## Exercise instructions
In the passage about the deer seen from a car in traffic, where was the deer standing?

Are we living the life we are called by God to live? Somedays it sure doesn't feel like it...
A few years back while painfully creeping in traffic through a very over developed area - not a park or substantial bunch of trees within miles, just strip malls and asphalt - I noticed out of my passenger window, standing elegantly, not even 20 feet from the street, next to an over-filled dumpster in the parking lot of a convenience store was this beautiful deer, breathing in the fumes from all the traffic and eating the little tuffs of dusty grass that were struggling to break through the cracks in the concrete.
The vision of this deer arrested me. I did a little double-take because it was so out of place. I thought to myself, ‘I bet that deer doesn’t have long to live before she runs into traffic or simply gets sick from the limited, dirty food and stress she is enduring due to living in such an urban area.’ The deer was surviving, but not living the life for which she was created. She was not living the optimal life of a deer. Not living as God intended. So it is I think sometimes with us. We are not living optimally as human beings.

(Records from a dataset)
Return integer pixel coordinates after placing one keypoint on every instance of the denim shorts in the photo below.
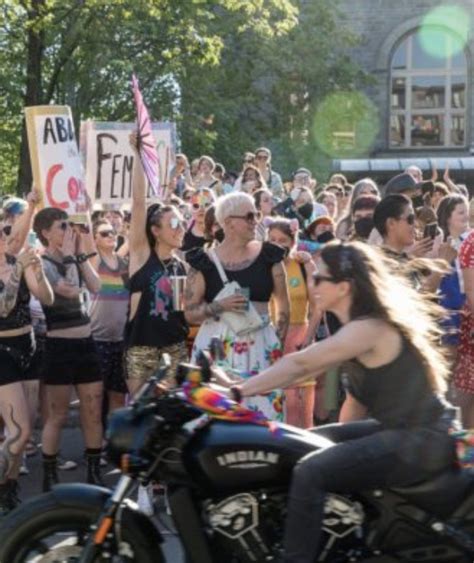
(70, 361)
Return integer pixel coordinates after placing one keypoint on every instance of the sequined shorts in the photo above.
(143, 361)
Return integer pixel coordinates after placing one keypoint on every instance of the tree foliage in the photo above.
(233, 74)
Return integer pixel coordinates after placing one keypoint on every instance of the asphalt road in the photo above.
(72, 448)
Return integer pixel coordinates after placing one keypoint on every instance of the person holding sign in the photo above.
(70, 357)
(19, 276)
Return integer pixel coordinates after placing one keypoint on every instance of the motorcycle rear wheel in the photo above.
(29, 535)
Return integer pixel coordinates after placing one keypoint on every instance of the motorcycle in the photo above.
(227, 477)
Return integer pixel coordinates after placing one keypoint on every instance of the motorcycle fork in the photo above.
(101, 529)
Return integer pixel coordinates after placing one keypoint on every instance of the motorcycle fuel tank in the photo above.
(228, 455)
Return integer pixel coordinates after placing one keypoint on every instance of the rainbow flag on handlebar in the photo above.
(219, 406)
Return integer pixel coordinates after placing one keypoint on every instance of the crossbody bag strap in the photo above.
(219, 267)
* * *
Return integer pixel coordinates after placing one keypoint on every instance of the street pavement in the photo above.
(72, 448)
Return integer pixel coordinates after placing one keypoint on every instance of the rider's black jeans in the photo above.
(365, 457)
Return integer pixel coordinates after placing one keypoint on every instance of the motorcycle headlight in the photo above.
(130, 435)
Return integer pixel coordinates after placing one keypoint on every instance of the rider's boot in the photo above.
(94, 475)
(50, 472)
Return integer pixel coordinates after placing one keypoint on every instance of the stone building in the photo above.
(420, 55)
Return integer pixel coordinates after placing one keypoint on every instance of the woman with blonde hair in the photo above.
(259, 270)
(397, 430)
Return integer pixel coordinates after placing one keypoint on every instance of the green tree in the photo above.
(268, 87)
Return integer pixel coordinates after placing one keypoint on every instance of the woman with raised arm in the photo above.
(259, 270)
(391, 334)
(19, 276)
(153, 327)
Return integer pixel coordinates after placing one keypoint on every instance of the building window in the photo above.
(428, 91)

## Exercise response
It was standing next to an over-filled dumpster in the parking lot of a convenience store, not even 20 feet from the street.